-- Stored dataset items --
•••••
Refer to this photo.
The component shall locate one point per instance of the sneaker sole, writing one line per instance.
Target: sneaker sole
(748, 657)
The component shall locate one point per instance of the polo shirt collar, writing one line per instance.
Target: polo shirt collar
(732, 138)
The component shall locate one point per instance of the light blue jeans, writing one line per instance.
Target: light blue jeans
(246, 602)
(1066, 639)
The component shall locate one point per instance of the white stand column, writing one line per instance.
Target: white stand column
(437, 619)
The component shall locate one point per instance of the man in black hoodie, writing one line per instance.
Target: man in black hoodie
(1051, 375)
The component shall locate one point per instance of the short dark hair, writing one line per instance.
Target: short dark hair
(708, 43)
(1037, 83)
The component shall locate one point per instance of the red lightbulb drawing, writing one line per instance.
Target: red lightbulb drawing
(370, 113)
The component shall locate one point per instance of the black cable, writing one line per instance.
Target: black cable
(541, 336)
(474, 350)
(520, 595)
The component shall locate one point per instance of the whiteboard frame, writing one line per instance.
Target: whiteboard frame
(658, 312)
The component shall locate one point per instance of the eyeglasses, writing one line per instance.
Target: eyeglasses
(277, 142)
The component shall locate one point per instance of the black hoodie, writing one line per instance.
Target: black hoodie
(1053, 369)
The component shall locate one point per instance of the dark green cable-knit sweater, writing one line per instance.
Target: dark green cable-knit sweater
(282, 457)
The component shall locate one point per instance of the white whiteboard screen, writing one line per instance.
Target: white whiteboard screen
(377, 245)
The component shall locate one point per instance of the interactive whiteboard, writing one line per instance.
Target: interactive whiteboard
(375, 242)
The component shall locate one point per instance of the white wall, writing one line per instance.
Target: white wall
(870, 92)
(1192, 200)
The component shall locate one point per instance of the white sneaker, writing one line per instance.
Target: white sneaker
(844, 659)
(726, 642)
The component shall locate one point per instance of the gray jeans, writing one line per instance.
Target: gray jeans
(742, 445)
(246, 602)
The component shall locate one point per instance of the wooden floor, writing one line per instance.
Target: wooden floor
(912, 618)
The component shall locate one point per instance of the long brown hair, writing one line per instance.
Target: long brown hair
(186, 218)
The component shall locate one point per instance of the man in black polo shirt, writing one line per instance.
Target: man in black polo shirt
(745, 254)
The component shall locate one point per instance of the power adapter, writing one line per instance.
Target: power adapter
•••••
-- What is expected --
Write out the entries verbatim, all of them.

-- Answer to this exercise --
Refer to this photo.
The component shall locate one point per instance of the sneaker sole, writing one line per instance.
Target: sneaker sole
(748, 657)
The component shall locate one point per instance of the polo shirt collar, writing one line per instance.
Target: polo shirt collar
(732, 138)
The component shall locate one point per instance of the light blue jeans, writing one line per instance.
Target: light blue jeans
(246, 602)
(1066, 639)
The component shall locate one point per instance of the white stand column, writing one line per instance.
Target: white stand column
(437, 619)
The component shall locate one point per instance of the man in black hoodie, writing one line per instance.
Target: man in black hoodie
(1051, 375)
The component shall locate one point per instance of the short dark hair, writing one line per instance.
Target: short dark hair
(708, 43)
(1037, 83)
The component shall locate one point per instance of the red lightbulb drawing, writing one line per instance.
Target: red lightbulb drawing
(370, 113)
The component shall locate one point per instance of the black cable, writing one line per instance.
Target: black cable
(541, 336)
(474, 350)
(520, 595)
The component shall locate one point per instance of the whiteboard frame, writing one line per instance.
Target: whiteboard frame
(658, 312)
The component shall locate one point per instance of the eyeglasses, writing one line per instance.
Target: eyeglasses
(277, 142)
The component shall locate one point per instance of the black hoodie, writing one line per instance.
Target: black hoodie
(1053, 369)
The component shall locate one point per instance of the dark green cable-knit sweater, writing one line per instance.
Target: dark green cable-knit sweater
(282, 457)
The component shall locate one point per instance of the white whiteboard screen, writing one line per instance.
Target: white whiteboard screen
(377, 245)
The component shall locate one point per instance of the interactive whiteboard, writing one line per instance.
Target: interactive whiteboard
(375, 242)
The component shall locate one point per instance of the white wall, writing one line per instance.
Target: white wall
(870, 92)
(1192, 200)
The component shall locate one point per instance of the white sneaker, writing one line per instance.
Target: white sneaker
(844, 659)
(726, 642)
The component shall locate one point per instance of the gray jeans, writing one line per instance.
Target: gray jeans
(742, 445)
(246, 602)
The component shall locate one point per instance of the wooden floor, writing one line per instance.
Target: wooden floor
(912, 618)
The component shall locate one point per instance of the long brown hair, writing one line per instance.
Target: long brown hair
(186, 218)
The component shall locate one point per instance of the man in black polo shirt, writing one line per instance.
Target: man in black polo shirt
(745, 254)
The component shall locate one point per instance of the power adapter, writing one line per instance.
Target: power adapter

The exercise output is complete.